Required task a:
Reproduce the rows starting at the line containing "Shot-chart audit: point to every instance of the concrete" and ending at the last row, changing "light pole" to "lamp post" and leaving everything else the same.

Latest version attaches divsufsort 2.0.1, so it maybe easier to use, even though memory req. arose, it has some pros and cons. I was trying to keep memory usage low, but at least now I have more memory to play with. Meanwhile I was trying to do some tree branches weighting, than I realised it's more like a fitting for a particular situation(like small files versus large one), so I will posibly leave this for any possible later CM stage.
BTW yet I have not tried any preprocessors yet, all of them I just tried like drt e.g. crashes on linux, maybe there was some wrong character encoding.
A new version is up, I have removed one constant for rank to RLE context selection on default mode ( before this worked only for ranks of value of static tree size and above ). Now all ranks are used for selection, except for the first 3, which are itself selected the other way around( from RLE ), skipping first 3 ranks may hurt compression on small files a bit, but the change should help overall.
Right now I am thinking how to make use of some better prediction for final context encoding. As now there is only probability halving from time to time, and one hash to trigger cum. prob. re-scale for most used context.
It seems, the change from previous version turned out to be highly input data sensitive. And due to very rough freq. distribution approximation I make, I stripped it of default compression mode and added it(slightly modified) as an experimental filter under cf archive switch/option, but the archive compressed on default mode with version 0.8 should be still compatible with this version too. Fast mode archives from 0.7, onward.
Hello, BWT transform is already there from version 0.7 onward. Sorry if info was wrong. I will probably add there some switch in the future to skip this transform, so i.e. people could try a different type of sorting.
Also I don't know how that happened, but I left there some debugging info on decoder side at 0.9, but this should now be fixed.
thanks for the info..
When I run "qad c app.tar app.qad" both the 32-bit and 64-bit windows compiles generate an archive of 0 bytes in size.
This also happens with other input files.
OS is Win 8.1 x64
thanks for the info..
When I run "qad c app.tar app.qad" both the 32-bit and 64-bit windows compiles generate an archive of 0 bytes in size.
This also happens with other input files.
OS is Win 8.1 x64
This also happens in 32 bit Vista and 64 bit Ubuntu in Wine 1.6. The 64 bit Linux executable complains of missing libdivsufsort.so.3.
Interesting, If it's so I may try to include compiled library it into next project as well. I don't know how for windows though, I didn't had much success compiling libdivsufsort dll on Linux. But thanks for testing, I will try to get some 64bit OS too.

Required task b:
Output the passage of the forum thread starting at "BTW yet I have" and ending at "most used context.", copied word for word.

Given records:
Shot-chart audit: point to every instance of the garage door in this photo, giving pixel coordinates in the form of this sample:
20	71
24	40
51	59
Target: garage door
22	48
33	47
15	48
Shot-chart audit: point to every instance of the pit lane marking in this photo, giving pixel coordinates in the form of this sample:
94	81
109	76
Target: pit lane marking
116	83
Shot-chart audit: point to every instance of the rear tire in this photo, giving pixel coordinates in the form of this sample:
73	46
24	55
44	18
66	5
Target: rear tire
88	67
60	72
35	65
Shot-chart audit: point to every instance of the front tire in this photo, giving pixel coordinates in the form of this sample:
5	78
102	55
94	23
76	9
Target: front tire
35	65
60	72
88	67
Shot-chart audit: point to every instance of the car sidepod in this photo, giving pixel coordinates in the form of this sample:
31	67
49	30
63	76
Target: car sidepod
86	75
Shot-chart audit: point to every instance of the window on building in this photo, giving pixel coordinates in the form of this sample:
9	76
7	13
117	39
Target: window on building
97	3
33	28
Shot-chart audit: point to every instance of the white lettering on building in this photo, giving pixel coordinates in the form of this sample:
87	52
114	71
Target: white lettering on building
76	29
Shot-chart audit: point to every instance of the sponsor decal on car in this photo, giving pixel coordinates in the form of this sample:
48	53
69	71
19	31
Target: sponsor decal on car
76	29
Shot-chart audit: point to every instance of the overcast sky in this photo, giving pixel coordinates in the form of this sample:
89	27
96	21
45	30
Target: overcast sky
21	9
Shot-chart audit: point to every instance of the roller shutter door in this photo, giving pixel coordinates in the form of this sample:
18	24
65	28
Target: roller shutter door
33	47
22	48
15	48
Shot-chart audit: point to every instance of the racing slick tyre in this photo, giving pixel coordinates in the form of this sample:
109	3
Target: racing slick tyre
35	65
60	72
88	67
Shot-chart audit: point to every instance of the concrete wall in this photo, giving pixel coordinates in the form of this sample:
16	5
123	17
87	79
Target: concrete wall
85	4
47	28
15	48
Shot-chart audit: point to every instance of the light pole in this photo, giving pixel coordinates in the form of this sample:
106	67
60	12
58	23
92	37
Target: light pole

Written answer a:
Shot-chart audit: point to every instance of the concrete wall in this photo, giving pixel coordinates in the form of this sample:
16	5
123	17
87	79
Target: concrete wall
85	4
47	28
15	48
Shot-chart audit: point to every instance of the lamp post in this photo, giving pixel coordinates in the form of this sample:
106	67
60	12
58	23
92	37
Target: lamp post

Written answer b:
BTW yet I have not tried any preprocessors yet, all of them I just tried like drt e.g. crashes on linux, maybe there was some wrong character encoding.
A new version is up, I have removed one constant for rank to RLE context selection on default mode ( before this worked only for ranks of value of static tree size and above ). Now all ranks are used for selection, except for the first 3, which are itself selected the other way around( from RLE ), skipping first 3 ranks may hurt compression on small files a bit, but the change should help overall.
Right now I am thinking how to make use of some better prediction for final context encoding. As now there is only probability halving from time to time, and one hash to trigger cum. prob. re-scale for most used context.